Your task:
Please rewrite the data from the line with "In this exercise you will locate the window" to the line with "<point>206,183</point>", both included, keeping every line but scaling each coordinate by 1.35 and rounding to a whole number, with halves rounded up. Output only those lines.
[Start Source material]
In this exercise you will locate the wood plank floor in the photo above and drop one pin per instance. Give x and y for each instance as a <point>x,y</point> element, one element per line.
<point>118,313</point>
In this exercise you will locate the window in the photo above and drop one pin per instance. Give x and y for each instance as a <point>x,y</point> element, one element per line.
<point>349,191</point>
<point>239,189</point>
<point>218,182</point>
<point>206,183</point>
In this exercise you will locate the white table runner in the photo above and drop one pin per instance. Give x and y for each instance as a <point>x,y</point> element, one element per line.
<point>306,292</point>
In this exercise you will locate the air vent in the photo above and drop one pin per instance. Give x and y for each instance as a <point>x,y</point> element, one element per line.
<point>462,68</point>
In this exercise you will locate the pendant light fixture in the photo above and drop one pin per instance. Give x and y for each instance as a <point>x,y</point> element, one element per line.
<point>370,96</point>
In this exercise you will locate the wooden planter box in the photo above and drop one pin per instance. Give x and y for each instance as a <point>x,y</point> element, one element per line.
[End Source material]
Output of the exercise:
In this exercise you will locate the window in the photo above and drop one pin per instance. Give x and y for each instance as a <point>x,y</point> element, one element per line.
<point>471,258</point>
<point>323,255</point>
<point>294,246</point>
<point>278,247</point>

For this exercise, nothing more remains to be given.